DOCUMENT EXTRACT.
━━━━━━━━━━━━━━━━━━━━
Histogram estimation

Entropies.non0histMethod

Histograms from collections

non0hist(x::AbstractVector; normalize::Bool = true) → p::Vector{Float64}

Compute the unordered histogram of the values of x, directly from the distribution of values, without any coarse-graining or discretization. Assumes that x can be sorted.

If normalize==true, then the histogram is sum-normalized. If normalize==false, then occurrence counts for the unique elements in x is returned.

Example

using Entropies
x = rand(1:10, 100000)
Entropies.non0hist(x) # sum-normalized
Entropies.non0hist(x, normalize = false) # histogram (counts)

Histograms of Datasets

non0hist(x::AbstractDataset; normalize::Bool = true) → p::Vector{Float64}

Compute the unordered histogram of the values of the Dataset x , directly from the distribution of points, without any coarse-graining or discretization.

Example

using DelayEmbeddings, Entropies
D = Dataset(rand(1:3, 50000, 3))
Entropies.non0hist(D) # sum-normalized
Entropies.non0hist(D, normalize = false) # histogram (counts)
source
non0hist(ε, dataset::AbstractDataset; normalize = true) → p

Partition a dataset into tabulated intervals (boxes) of size ε and return the (sum-normalized, if normalize==true) histogram in an unordered 1D form, discarding all zero elements and bin edge information.

Performances Notes

This method has a linearithmic time complexity (n log(n) for n = length(data)) and a linear space complexity (l for l = dimension(data)). This allows computation of histograms of high-dimensional datasets and with small box sizes ε without memory overflow and with maximum performance.

Use binhist to retain bin edge information.

source
━━━━━━━━━━━━━━━━━━━━
RECORDS SUPPLIED.
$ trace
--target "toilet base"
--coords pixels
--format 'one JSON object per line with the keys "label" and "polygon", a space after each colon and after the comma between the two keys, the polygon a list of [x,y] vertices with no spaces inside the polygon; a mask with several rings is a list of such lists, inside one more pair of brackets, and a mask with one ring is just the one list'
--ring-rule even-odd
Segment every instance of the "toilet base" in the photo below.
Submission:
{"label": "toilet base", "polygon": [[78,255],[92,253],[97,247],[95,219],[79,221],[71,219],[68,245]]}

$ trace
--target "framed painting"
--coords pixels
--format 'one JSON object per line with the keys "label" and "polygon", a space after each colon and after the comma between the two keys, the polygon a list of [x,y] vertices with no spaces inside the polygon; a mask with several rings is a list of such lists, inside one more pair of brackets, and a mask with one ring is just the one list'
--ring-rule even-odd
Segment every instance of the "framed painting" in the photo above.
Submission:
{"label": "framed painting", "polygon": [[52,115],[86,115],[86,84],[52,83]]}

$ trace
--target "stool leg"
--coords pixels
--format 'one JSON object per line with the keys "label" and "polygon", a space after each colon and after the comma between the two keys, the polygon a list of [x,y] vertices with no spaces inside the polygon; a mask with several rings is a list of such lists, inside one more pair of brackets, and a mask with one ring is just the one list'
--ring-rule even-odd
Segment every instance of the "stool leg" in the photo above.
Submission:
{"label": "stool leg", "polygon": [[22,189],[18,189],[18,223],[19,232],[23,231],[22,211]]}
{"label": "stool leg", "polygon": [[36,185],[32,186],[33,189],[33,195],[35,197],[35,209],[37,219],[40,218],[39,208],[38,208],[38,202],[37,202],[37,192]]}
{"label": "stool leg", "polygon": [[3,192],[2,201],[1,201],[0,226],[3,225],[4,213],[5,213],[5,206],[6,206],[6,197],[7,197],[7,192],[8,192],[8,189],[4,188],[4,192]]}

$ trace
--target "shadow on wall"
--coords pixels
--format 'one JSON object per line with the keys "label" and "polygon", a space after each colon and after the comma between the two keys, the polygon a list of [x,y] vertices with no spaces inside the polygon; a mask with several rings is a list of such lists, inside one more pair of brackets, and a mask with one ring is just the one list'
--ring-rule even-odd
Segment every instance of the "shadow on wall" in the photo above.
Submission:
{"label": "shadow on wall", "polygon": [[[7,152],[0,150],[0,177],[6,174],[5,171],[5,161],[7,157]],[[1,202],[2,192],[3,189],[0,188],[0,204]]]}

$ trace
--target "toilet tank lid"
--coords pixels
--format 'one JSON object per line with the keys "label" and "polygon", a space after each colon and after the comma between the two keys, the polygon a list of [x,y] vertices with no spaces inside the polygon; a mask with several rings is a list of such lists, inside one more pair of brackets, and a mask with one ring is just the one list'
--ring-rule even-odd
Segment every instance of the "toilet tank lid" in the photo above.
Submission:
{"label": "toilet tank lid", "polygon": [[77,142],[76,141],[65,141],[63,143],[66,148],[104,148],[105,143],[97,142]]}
━━━━━━━━━━━━━━━━━━━━
EXERCISE REQUIREMENTS.
- A) List every call signature of non0hist given in the histogram estimation documentation.
- B) According to the histogram estimation documentation, which function should be used to retain bin edge information?
- C) Set down the passage of the histogram estimation documentation between "If normalize==true, then" and "x = rand(1:10, 100000)", inclusive, copying it word for word.

WORKED ANSWERS.
- A)
- non0hist(x::AbstractVector; normalize::Bool = true) → p::Vector{Float64}
- non0hist(x::AbstractDataset; normalize::Bool = true) → p::Vector{Float64}
- non0hist(ε, dataset::AbstractDataset; normalize = true) → p

- B) binhist

- C)
If normalize==true, then the histogram is sum-normalized. If normalize==false, then occurrence counts for the unique elements in x is returned.

Example

using Entropies
x = rand(1:10, 100000)